# [PROBLEM STATEMENT]
Repeat the material exactly as it appears.

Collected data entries
--------------------

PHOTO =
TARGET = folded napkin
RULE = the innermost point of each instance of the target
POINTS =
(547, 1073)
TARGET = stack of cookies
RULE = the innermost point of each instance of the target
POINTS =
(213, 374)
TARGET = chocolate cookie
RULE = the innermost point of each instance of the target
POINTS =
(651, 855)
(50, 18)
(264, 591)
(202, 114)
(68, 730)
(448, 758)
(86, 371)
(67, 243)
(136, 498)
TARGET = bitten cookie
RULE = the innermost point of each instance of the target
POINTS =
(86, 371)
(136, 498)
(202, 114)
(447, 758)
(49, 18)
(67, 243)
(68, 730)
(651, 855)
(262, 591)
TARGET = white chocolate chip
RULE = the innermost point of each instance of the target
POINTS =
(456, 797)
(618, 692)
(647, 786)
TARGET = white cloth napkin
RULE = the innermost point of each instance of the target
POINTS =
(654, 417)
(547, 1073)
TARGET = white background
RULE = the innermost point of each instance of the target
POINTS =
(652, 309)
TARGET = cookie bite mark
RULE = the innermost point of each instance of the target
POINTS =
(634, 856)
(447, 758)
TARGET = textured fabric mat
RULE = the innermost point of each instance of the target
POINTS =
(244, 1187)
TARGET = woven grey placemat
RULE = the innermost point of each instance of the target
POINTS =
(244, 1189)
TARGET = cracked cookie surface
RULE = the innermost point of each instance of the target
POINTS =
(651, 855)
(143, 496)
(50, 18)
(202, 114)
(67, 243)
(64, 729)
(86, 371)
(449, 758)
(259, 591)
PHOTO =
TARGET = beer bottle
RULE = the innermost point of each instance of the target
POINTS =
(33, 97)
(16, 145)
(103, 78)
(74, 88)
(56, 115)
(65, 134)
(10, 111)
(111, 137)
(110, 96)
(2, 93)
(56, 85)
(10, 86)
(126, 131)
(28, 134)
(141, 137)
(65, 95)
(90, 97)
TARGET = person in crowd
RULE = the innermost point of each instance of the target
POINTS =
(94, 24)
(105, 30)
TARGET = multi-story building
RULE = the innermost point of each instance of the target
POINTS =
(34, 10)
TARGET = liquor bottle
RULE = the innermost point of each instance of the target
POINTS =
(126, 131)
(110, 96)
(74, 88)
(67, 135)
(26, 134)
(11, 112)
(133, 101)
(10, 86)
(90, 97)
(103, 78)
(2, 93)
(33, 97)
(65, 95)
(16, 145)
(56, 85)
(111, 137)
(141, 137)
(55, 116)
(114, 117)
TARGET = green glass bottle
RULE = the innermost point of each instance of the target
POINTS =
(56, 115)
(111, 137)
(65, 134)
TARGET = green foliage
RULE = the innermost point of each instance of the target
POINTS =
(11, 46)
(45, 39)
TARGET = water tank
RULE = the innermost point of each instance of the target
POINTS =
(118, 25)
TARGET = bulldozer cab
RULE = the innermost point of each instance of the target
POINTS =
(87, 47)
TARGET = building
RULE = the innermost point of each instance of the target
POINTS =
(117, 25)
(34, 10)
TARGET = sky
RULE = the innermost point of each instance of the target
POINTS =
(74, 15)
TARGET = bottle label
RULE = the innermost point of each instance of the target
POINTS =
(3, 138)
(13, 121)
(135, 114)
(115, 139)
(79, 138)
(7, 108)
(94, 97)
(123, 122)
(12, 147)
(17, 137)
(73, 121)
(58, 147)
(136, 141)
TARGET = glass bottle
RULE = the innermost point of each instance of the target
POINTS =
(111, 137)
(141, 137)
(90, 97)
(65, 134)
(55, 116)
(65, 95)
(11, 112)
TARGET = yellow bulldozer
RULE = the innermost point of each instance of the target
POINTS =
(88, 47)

--------------------

# [RESPONSE TO THIS TASK]
PHOTO =
TARGET = folded napkin
RULE = the innermost point of each instance of the target
POINTS =
(547, 1073)
TARGET = stack of cookies
RULE = the innermost point of each instance of the target
POINTS =
(213, 374)
TARGET = chocolate cookie
RULE = the innermost point of each instance of the target
POINTS =
(651, 855)
(50, 18)
(264, 591)
(202, 114)
(68, 730)
(448, 758)
(86, 371)
(67, 243)
(136, 498)
TARGET = bitten cookie
RULE = the innermost point of each instance of the target
POINTS =
(86, 371)
(136, 498)
(202, 114)
(447, 758)
(49, 18)
(67, 243)
(68, 730)
(651, 855)
(262, 591)
TARGET = white chocolate chip
RULE = the innermost point of each instance of the target
POINTS =
(456, 797)
(618, 692)
(647, 786)
TARGET = white cloth napkin
RULE = the innermost point of each instance of the target
POINTS =
(654, 417)
(547, 1073)
TARGET = white background
RULE = the innermost point of each instance of the target
POINTS =
(652, 309)
TARGET = cookie bite mark
RULE = the innermost point of each instance of the target
POINTS =
(634, 856)
(447, 758)
TARGET = textured fabric mat
RULE = the innermost point of each instance of the target
POINTS =
(244, 1187)
TARGET = woven grey placemat
RULE = the innermost point of each instance of the target
POINTS =
(244, 1189)
TARGET = cracked cookie surface
RULE = the innermost point of each instance of the target
POINTS =
(651, 855)
(143, 496)
(50, 18)
(202, 114)
(67, 243)
(64, 729)
(86, 371)
(449, 758)
(259, 591)
PHOTO =
TARGET = beer bottle
RULE = the innermost point of each instance of the target
POINTS =
(33, 97)
(16, 145)
(103, 78)
(74, 88)
(56, 115)
(65, 134)
(10, 111)
(111, 137)
(110, 96)
(2, 93)
(56, 85)
(10, 86)
(126, 131)
(28, 134)
(141, 137)
(65, 95)
(90, 97)
TARGET = person in crowd
RULE = the innermost point of each instance of the target
POINTS =
(94, 24)
(105, 30)
TARGET = multi-story building
RULE = the innermost point of each instance of the target
POINTS =
(34, 10)
TARGET = liquor bottle
RULE = the innermost point of each instance of the target
POINTS =
(126, 131)
(110, 96)
(74, 88)
(67, 135)
(26, 134)
(11, 112)
(133, 101)
(10, 86)
(90, 97)
(103, 78)
(2, 93)
(33, 97)
(65, 95)
(16, 145)
(56, 85)
(111, 137)
(141, 137)
(55, 116)
(114, 117)
TARGET = green glass bottle
RULE = the innermost point of each instance of the target
POINTS =
(56, 115)
(111, 137)
(65, 134)
TARGET = green foliage
RULE = the innermost point of each instance of the target
POINTS =
(11, 46)
(45, 39)
TARGET = water tank
RULE = the innermost point of each instance of the target
POINTS =
(118, 25)
TARGET = bulldozer cab
RULE = the innermost point of each instance of the target
POINTS =
(87, 47)
TARGET = building
RULE = the innermost point of each instance of the target
POINTS =
(117, 25)
(34, 10)
TARGET = sky
RULE = the innermost point of each instance of the target
POINTS =
(74, 15)
TARGET = bottle label
RULE = the innermost point of each instance of the target
POINTS =
(3, 138)
(13, 121)
(135, 114)
(115, 139)
(79, 138)
(7, 108)
(94, 97)
(123, 122)
(12, 147)
(17, 137)
(73, 121)
(58, 147)
(136, 141)
TARGET = glass bottle
RULE = the innermost point of each instance of the target
POINTS =
(111, 137)
(141, 137)
(90, 97)
(65, 134)
(55, 116)
(65, 95)
(11, 112)
TARGET = yellow bulldozer
RULE = the innermost point of each instance of the target
POINTS =
(88, 47)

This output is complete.